Singh, Resham v The Minister for Immigration & Ethnic Affairs
[1996] FCA 290
•29 APRIL 1996
CATCHWORDS
ADMINISTRATIVE LAW - judicial review of a decision of the Immigration Review Tribunal not to grant a Class 100 (spouse) migrant visa - inconsistencies in the evidence before the Immigration Review Tribunal - at issue before the Immigration Review Tribunal was whether the marriage relationship was a genuine and continuing one - a marriage relationship is a genuine and continuing relationship if the parties have a mutual commitment to a shared life as husband and wife to the exclusion of others - test involves considerations of subjective intentions of the parties to the relationship - credibility central to issue of whether applicant had a mutual commitment to a shared life as husband and wife tot he exclusion of others - although inconsistencies in the evidence before the Immigration Review Tribunal did not relate to the nature of the relationship between the applicant and his wife Immigration Review tribunal entitled to find that the inconsistencies seriously undermined the credibility of the applicant - objective evidence placed before Immigration Review Tribunal consistent with a finding of a mutual commitment - weight to be given to such evidence is a matter to be determined by the Immigration Review Tribunal having regard to the totality of the evidence before it - not the case that there was no evidence or other material to justify the making of the decision.

◆ Data supplied:
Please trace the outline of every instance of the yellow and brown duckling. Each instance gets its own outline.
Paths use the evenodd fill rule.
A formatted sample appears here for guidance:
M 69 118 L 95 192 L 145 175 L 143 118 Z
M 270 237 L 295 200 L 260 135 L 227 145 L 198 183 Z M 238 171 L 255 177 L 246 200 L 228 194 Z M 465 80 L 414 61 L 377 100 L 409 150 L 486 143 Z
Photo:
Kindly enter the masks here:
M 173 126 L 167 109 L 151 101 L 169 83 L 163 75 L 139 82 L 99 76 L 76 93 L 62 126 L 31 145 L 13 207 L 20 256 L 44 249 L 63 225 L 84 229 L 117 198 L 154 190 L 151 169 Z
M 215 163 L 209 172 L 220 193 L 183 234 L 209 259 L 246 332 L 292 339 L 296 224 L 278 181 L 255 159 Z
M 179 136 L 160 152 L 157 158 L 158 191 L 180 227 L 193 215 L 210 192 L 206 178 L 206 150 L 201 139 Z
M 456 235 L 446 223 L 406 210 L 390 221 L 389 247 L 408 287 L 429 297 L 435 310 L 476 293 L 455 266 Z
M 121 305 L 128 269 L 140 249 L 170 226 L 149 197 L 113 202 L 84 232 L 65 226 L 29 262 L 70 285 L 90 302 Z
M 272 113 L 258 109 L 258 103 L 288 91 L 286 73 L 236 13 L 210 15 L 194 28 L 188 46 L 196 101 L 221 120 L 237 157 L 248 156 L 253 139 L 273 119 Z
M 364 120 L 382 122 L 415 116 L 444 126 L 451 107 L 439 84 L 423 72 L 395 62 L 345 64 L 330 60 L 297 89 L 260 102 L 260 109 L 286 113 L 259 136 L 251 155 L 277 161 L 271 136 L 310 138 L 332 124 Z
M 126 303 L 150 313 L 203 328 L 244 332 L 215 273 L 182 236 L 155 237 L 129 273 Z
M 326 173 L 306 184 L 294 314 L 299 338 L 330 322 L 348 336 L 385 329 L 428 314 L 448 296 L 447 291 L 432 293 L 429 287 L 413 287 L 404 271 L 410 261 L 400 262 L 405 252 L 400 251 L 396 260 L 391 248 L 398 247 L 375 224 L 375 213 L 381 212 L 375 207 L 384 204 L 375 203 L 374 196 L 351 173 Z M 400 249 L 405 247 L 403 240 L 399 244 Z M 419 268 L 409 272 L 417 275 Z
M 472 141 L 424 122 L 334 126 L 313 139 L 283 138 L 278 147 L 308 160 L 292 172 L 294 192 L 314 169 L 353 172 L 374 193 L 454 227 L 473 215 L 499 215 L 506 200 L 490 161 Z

◆ What to work on:
#1 Based on the catchwords, decide whether each statement agrees with them, answering yes or no and quoting the deciding words: (a) The decision under review was made by the Immigration Review Tribunal. (b) The inconsistencies in the evidence concerned the nature of the relationship between the applicant and his wife. (c) The Immigration Review Tribunal determines how much weight objective evidence receives.
#2 According to the catchwords, which kind of visa did the Immigration Review Tribunal decide not to grant?
The lines after the catchwords have no connection to the catchwords.

◆ Written responses:
#1
(a) Yes: "judicial review of a decision of the Immigration Review Tribunal"
(b) No: "inconsistencies in the evidence before the Immigration Review Tribunal did not relate to the nature of the relationship between the applicant and his wife"
(c) Yes: "weight to be given to such evidence is a matter to be determined by the Immigration Review Tribunal"

#2 A Class 100 (spouse) migrant visa.